## Study material
---------------
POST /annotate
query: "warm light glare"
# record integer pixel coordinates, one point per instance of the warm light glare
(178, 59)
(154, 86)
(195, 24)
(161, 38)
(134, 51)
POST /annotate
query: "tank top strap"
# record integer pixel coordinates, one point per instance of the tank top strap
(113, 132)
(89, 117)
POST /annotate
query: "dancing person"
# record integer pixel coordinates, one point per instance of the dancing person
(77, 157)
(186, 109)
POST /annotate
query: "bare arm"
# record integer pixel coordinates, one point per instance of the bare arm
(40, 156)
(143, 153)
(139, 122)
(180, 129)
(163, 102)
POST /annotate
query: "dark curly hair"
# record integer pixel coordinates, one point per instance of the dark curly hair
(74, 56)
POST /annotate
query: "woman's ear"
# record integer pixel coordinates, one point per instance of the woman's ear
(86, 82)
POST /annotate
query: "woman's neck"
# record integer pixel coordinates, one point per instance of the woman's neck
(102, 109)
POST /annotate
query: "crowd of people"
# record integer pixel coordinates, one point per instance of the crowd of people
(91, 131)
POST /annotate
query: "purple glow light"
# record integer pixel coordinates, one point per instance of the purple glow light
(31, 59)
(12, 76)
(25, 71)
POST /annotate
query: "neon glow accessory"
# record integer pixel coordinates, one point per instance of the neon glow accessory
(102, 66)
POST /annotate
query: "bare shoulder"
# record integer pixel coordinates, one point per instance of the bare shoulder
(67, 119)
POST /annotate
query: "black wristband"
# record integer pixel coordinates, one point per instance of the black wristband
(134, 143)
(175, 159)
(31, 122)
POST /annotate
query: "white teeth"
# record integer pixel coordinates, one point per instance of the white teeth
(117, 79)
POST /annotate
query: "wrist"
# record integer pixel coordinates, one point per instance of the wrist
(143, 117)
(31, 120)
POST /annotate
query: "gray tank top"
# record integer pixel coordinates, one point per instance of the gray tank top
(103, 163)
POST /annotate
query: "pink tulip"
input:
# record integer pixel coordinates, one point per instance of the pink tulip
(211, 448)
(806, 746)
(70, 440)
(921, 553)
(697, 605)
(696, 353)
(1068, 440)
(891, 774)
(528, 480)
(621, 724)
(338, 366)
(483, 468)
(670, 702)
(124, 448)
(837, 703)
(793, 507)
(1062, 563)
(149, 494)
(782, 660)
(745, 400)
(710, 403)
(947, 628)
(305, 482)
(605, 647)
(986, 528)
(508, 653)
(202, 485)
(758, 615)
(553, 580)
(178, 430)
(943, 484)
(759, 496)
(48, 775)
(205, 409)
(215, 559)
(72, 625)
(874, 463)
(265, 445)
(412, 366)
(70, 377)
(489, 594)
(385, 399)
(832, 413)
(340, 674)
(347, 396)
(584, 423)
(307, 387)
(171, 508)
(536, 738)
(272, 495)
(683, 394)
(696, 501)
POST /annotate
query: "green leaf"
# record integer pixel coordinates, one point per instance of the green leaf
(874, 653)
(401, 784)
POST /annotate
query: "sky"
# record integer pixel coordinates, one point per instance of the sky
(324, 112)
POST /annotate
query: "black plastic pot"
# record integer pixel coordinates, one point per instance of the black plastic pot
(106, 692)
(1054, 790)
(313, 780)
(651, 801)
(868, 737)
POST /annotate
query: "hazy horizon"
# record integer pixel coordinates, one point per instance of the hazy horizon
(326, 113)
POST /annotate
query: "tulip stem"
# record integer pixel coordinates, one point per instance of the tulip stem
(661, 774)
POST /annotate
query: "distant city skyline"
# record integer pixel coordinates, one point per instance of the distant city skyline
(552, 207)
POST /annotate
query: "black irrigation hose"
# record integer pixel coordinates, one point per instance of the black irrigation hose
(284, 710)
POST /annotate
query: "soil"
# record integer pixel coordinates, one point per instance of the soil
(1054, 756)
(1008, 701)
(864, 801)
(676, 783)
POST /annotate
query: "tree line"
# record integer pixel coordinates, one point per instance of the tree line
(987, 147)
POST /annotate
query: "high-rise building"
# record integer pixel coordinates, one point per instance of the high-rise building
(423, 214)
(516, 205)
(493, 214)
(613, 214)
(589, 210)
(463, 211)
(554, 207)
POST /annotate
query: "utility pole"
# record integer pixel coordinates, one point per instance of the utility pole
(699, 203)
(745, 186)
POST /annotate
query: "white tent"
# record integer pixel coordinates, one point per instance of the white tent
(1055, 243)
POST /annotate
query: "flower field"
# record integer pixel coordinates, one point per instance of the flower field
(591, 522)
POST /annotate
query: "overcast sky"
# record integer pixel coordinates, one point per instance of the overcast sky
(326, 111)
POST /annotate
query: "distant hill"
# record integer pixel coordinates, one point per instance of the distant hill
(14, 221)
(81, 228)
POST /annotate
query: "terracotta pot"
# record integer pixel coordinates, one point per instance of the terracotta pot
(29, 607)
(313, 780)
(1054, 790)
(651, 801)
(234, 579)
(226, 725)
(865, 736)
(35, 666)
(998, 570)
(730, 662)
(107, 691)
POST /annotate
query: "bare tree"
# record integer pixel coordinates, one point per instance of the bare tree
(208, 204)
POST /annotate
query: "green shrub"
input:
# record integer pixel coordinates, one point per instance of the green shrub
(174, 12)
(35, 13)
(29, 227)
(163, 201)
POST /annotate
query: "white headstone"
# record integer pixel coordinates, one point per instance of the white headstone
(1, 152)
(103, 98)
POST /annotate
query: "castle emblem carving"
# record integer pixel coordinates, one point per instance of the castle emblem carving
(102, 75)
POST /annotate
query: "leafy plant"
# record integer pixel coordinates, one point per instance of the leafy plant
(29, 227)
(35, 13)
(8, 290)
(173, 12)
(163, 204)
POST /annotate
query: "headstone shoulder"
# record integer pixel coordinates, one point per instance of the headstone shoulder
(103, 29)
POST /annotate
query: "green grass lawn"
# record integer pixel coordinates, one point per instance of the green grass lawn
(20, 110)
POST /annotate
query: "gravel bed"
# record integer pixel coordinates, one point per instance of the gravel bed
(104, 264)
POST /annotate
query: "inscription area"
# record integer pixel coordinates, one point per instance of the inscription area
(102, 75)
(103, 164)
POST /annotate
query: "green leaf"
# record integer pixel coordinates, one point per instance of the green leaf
---------------
## Problem to solve
Restate the data above exactly, keeping each word as it stands.

## Result of this exercise
POST /annotate
query: "warm light glare"
# record integer pixel coordinates, one point per instance of the warm light glare
(178, 59)
(154, 86)
(195, 24)
(161, 38)
(134, 51)
POST /annotate
query: "tank top strap"
# record integer pixel coordinates, one point per instance of the tank top strap
(113, 132)
(89, 117)
POST /annotate
query: "dancing person"
# record integer pixel coordinates, one point per instance of the dancing person
(77, 157)
(186, 109)
POST /annotate
query: "bare arm"
# record integer pixel coordinates, one point per instance of the bare arm
(40, 156)
(143, 153)
(139, 122)
(180, 129)
(163, 102)
POST /annotate
query: "dark curly hair"
# record integer pixel coordinates, one point per instance of the dark curly hair
(74, 56)
POST /annotate
query: "woman's ear"
# record integer pixel coordinates, one point per instance of the woman's ear
(86, 82)
POST /annotate
query: "woman's neck"
# record integer pixel coordinates, one point per instance of the woman's neck
(102, 109)
POST /annotate
query: "crowd of people"
# record integer pixel coordinates, one point per instance of the crowd of people
(91, 131)
POST /annotate
query: "purple glow light"
# record integer pixel coordinates, one point per instance of the purple glow light
(31, 59)
(12, 76)
(25, 71)
POST /annotate
query: "neon glow accessory"
# record integer pixel coordinates, one point per instance of the neon glow accessory
(102, 66)
POST /annotate
query: "bare shoulder"
# record integer pixel coordinates, one point per instance of the bare shoulder
(67, 119)
POST /annotate
query: "black wristband"
# record integer pixel coordinates, one point per instance of the black wristband
(134, 143)
(175, 159)
(31, 122)
POST /annotate
query: "white teeth"
# record integer pixel coordinates, one point per instance of the white teeth
(117, 79)
POST /annotate
query: "wrist"
# record integer pixel coordinates, one point per instance of the wrist
(143, 117)
(31, 120)
POST /annotate
query: "gray tank top"
# record integer pixel coordinates, one point per instance of the gray tank top
(103, 163)
POST /annotate
query: "pink tulip"
input:
# record integer pixel coordinates, one point per instance of the pink tulip
(211, 448)
(806, 746)
(70, 440)
(921, 553)
(697, 605)
(696, 353)
(1068, 440)
(891, 774)
(528, 480)
(621, 724)
(338, 366)
(483, 468)
(670, 702)
(124, 448)
(837, 703)
(793, 507)
(1062, 563)
(149, 494)
(782, 660)
(745, 400)
(710, 403)
(947, 628)
(305, 482)
(605, 647)
(986, 528)
(508, 653)
(202, 485)
(758, 615)
(553, 580)
(178, 430)
(943, 484)
(759, 496)
(48, 775)
(205, 409)
(215, 559)
(72, 625)
(874, 463)
(265, 445)
(412, 366)
(70, 377)
(489, 594)
(385, 399)
(832, 413)
(340, 674)
(347, 396)
(584, 423)
(307, 387)
(171, 508)
(536, 738)
(272, 495)
(683, 394)
(696, 501)
POST /annotate
query: "green leaf"
# record integer pixel coordinates, one point per instance of the green leaf
(874, 653)
(401, 784)
POST /annotate
query: "sky"
# record integer pixel coordinates, one point per instance of the sky
(324, 112)
POST /annotate
query: "black plastic pot"
# record integer pixel coordinates, one point per instance of the black plastic pot
(106, 692)
(1054, 790)
(313, 780)
(651, 801)
(868, 737)
POST /annotate
query: "hazy horizon"
# record integer pixel coordinates, one point per instance of the hazy horizon
(326, 113)
POST /annotate
query: "tulip stem"
# record integer pixel coordinates, one point per instance of the tulip stem
(661, 774)
POST /annotate
query: "distant city skyline"
# record integer pixel coordinates, one point per instance of the distant city skyline
(552, 207)
POST /annotate
query: "black irrigation hose"
# record integer pixel coordinates, one point per instance of the black irrigation hose
(284, 710)
POST /annotate
query: "soil"
# record integer pixel coordinates, one point per instance of the soil
(1054, 756)
(1008, 701)
(864, 801)
(676, 783)
POST /annotate
query: "tree line"
# record integer pixel coordinates, one point per instance of the tree line
(987, 147)
POST /annotate
query: "high-rise building"
# record integer pixel coordinates, one point per instance of the high-rise building
(423, 214)
(516, 205)
(493, 214)
(613, 214)
(589, 210)
(463, 211)
(554, 207)
POST /annotate
query: "utility pole"
# record integer pixel coordinates, one point per instance of the utility pole
(699, 203)
(745, 186)
POST /annotate
query: "white tent"
# record integer pixel coordinates, one point per instance of the white tent
(1055, 243)
POST /annotate
query: "flower field"
# record integer pixel coordinates, one point per instance of the flower field
(591, 522)
POST /annotate
query: "overcast sky"
# record integer pixel coordinates, one point per instance of the overcast sky
(326, 111)
POST /annotate
query: "distant hill"
# record integer pixel coordinates, one point per instance of the distant hill
(14, 221)
(81, 228)
POST /annotate
query: "terracotta pot"
# record integer pixel coordinates, one point per instance of the terracotta pot
(29, 607)
(313, 780)
(1054, 790)
(651, 801)
(234, 579)
(226, 725)
(865, 736)
(35, 666)
(998, 570)
(730, 662)
(107, 691)
POST /annotate
query: "bare tree"
# record integer pixel coordinates, one point per instance of the bare tree
(208, 204)
POST /annotate
query: "green shrub"
input:
# record integer pixel coordinates, one point per instance of the green shrub
(174, 12)
(35, 13)
(29, 227)
(163, 201)
POST /annotate
query: "white headstone"
# record integer pixel coordinates, one point per instance of the white headstone
(1, 152)
(103, 98)
POST /annotate
query: "castle emblem carving"
# record integer pixel coordinates, one point per instance of the castle emblem carving
(102, 75)
POST /annotate
query: "leafy plant"
# record integer pixel coordinates, one point per instance of the leafy plant
(29, 227)
(35, 13)
(8, 290)
(173, 12)
(163, 204)
POST /annotate
query: "headstone shoulder"
# record integer pixel coordinates, one point per instance of the headstone shoulder
(103, 29)
POST /annotate
query: "green grass lawn"
# record integer pixel coordinates, one point per instance of the green grass lawn
(20, 110)
POST /annotate
query: "gravel bed"
# record integer pixel coordinates, one point per instance of the gravel bed
(104, 264)
POST /annotate
query: "inscription area"
# record integer pixel coordinates, one point per instance of the inscription area
(102, 75)
(103, 164)
POST /annotate
query: "green leaf"
# record integer pixel coordinates, one point per instance of the green leaf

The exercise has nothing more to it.